* _Material supplied_
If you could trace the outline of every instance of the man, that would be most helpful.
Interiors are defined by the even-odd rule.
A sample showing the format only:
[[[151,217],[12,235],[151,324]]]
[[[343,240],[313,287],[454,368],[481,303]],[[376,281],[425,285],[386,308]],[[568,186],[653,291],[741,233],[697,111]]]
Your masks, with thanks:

* _What to work on_
Arrange every one of the records above as a Markdown table with two columns, Row and Line, and leave out any blank lines.

* _Response below_
| Row | Line |
|---|---|
| 1 | If you could trace the outline of every instance of the man, that would be most helpful. |
| 2 | Interiors are defined by the even-odd rule. |
| 3 | A sample showing the format only: |
| 4 | [[[151,217],[12,235],[151,324]]] |
| 5 | [[[343,240],[313,287],[454,368],[481,303]],[[376,281],[425,285],[386,308]],[[568,186],[653,291],[741,233],[697,111]]] |
| 6 | Your masks, with thanks: |